_Document_
▬▬▬▬▬▬▬▬▬▬

N°2 - Apprendre à (cesser de) douter
Dans cette deuxième newsletter, je tente de saisir ce moment si particulier qu'est l'achèvement d'un nouveau manuscrit. Joie, doutes, perfectionnement et perfectionnisme... Bonne lecture ♡
[03:02]
Quand je le veux, je peux. Pousser mes limites, orienter chaque atome de mon corps vers l’objectif. Un café amer aux alentours de vingt-deux heures, pyjama en coton consolant, led violacé scintillant le long de la mansarde. Ordinateur et logiciel de traitement de texte.
Écrire en se dépouillant du reste.
Déposer mes sacs, et les oublier.
Me purifier par l’attention toute concentrée sur le détail négligeable d’une ligne, d’une page lumineuse de mon ordinateur. Extinction des feux à trois heures du matin. Jour après jour, jusqu’à poser le point final. M’éreinter.
J’ai enfin terminé mon manuscrit. Après un an et demi d’écriture. Deux ans après les premiers brouillons.
Avec Ennemie, j’avais appris à écrire dans les temps, pourchassée par des dates de remise et d’impression. Je savais, en débutant ce nouveau projet d’écriture, qu’il serait différent : plus exigeant, réclamant le temps nécessaire à une métamorphose. Dans Ennemie, j’avais déposé entre les pages des graines qui demandaient à pouvoir germer à leur rythme, à déployer chaque racine le long d’une surface confortable. J’ai repris ces graines, et j’en ai fait quelque chose. Le poisson rouge adapte sa taille au bocal où on l’enferme, et il lui faut un bassin et des litres d’eau pour déployer le plein potentiel inscrit dans ses gênes. J’avais besoin de temps et de liberté.

▬▬▬▬▬▬▬▬▬▬

[Extraits de données de pointage]
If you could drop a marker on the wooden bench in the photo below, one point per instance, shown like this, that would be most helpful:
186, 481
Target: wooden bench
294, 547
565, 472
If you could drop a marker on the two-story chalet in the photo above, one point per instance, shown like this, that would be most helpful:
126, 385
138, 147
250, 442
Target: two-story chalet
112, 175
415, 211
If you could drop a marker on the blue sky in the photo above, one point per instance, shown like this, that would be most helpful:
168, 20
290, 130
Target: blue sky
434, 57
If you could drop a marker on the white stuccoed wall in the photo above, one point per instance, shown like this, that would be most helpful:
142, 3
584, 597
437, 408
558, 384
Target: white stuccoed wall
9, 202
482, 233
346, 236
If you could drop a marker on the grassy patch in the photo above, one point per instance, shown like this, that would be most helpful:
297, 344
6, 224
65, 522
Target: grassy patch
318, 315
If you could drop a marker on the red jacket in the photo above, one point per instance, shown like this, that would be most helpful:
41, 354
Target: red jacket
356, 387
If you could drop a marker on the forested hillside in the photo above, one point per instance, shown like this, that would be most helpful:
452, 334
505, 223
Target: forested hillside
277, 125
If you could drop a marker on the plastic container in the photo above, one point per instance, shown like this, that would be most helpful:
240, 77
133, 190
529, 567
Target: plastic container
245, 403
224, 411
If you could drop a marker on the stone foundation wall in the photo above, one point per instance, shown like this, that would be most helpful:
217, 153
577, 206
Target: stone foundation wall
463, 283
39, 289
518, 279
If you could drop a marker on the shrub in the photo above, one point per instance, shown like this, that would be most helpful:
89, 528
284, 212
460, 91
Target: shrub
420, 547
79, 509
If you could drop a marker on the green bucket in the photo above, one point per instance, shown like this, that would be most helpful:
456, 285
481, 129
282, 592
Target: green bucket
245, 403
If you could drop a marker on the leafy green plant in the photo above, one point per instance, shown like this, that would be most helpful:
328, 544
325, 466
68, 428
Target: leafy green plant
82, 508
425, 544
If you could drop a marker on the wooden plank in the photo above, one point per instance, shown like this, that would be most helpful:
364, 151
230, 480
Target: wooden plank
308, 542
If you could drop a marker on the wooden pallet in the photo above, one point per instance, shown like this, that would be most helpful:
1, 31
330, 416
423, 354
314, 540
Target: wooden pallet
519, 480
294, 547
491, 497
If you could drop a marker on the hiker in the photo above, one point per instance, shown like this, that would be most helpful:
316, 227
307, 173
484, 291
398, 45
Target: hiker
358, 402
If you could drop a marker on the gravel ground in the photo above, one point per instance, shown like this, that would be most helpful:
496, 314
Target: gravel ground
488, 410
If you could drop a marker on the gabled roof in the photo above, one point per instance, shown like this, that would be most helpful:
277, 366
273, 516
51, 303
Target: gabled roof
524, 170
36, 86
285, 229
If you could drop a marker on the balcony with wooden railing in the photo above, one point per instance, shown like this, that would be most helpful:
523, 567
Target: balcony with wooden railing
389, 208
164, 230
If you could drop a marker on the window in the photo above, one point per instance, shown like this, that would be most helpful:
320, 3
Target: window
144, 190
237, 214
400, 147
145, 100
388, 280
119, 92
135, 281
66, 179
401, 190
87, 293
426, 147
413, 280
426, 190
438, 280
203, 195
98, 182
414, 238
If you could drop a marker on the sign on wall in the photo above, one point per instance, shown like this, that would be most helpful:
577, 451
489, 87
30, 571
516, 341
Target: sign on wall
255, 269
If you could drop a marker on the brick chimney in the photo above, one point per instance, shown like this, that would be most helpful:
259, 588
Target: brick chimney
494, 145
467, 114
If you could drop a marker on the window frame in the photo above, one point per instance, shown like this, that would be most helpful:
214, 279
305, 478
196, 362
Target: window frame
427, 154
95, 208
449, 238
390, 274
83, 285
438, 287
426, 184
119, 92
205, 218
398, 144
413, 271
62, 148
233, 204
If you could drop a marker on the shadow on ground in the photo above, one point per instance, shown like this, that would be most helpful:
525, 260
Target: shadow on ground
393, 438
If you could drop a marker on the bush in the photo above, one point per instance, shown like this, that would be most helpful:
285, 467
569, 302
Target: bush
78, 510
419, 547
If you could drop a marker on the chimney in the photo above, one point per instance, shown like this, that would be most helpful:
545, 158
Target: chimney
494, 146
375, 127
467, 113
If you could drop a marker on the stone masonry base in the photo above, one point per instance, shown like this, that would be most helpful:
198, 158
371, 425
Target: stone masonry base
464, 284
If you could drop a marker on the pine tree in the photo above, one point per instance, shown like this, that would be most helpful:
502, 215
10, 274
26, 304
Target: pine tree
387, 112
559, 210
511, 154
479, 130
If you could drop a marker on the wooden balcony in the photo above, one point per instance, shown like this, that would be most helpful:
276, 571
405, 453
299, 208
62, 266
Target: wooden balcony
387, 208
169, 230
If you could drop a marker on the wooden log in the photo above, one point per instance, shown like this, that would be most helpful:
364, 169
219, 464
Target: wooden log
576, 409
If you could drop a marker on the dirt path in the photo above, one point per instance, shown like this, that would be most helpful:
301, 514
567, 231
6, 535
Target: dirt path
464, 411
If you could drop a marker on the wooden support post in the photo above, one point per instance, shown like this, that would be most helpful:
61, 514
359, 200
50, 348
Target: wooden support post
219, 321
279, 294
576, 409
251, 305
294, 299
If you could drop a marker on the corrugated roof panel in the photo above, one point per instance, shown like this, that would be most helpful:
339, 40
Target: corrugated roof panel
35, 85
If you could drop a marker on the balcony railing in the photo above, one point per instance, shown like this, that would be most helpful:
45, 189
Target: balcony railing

▬▬▬▬▬▬▬▬▬▬

_Court exercice 1_
D'après la newsletter, combien de temps a pris l'écriture du manuscrit ?
_Court exercice 2_
Recopiez mot pour mot le passage de la newsletter qui va de « Me purifier par » jusqu'à « point final. M’éreinter. ».
_Court exercice 3_
Prolongez la newsletter sur l'achèvement du manuscrit à partir de là où elle s'arrête.
Ces items n'ont aucun rapport avec la newsletter.

_Réponse rédigée 1_
Un an et demi d'écriture.

_Réponse rédigée 2_
Me purifier par l’attention toute concentrée sur le détail négligeable d’une ligne, d’une page lumineuse de mon ordinateur. Extinction des feux à trois heures du matin. Jour après jour, jusqu’à poser le point final. M’éreinter.

_Réponse rédigée 3_
Je n’ai terminé que le premier jet, et je dois désormais décider quoi en faire.
Bienvenue dans cette deuxième newsletter. Aujourd’hui, je balaie tous mes brouillons de lettre écrits ces dernières semaines (et que je réemploierai dans les mois à venir) pour plutôt vous faire part de mes sentiments et réflexions alors que je viens de mettre le point final à mon cinquième manuscrit. Je ne l’avais pas prévu, je croyais terminer ce roman à la fin du mois de novembre. Surprise. J’espère que les leçons que j’en tire vous aideront à votre tour.
Je crois que cette lettre sera un peu plus désordonnée, non pas dans sa structure globale, mais au sein même des paragraphes où je tente de mettre le doigt sur tout ce que je ressens à cet instant si bizarre, et délicat, et euphorique qu’est l’achèvement d’un manuscrit.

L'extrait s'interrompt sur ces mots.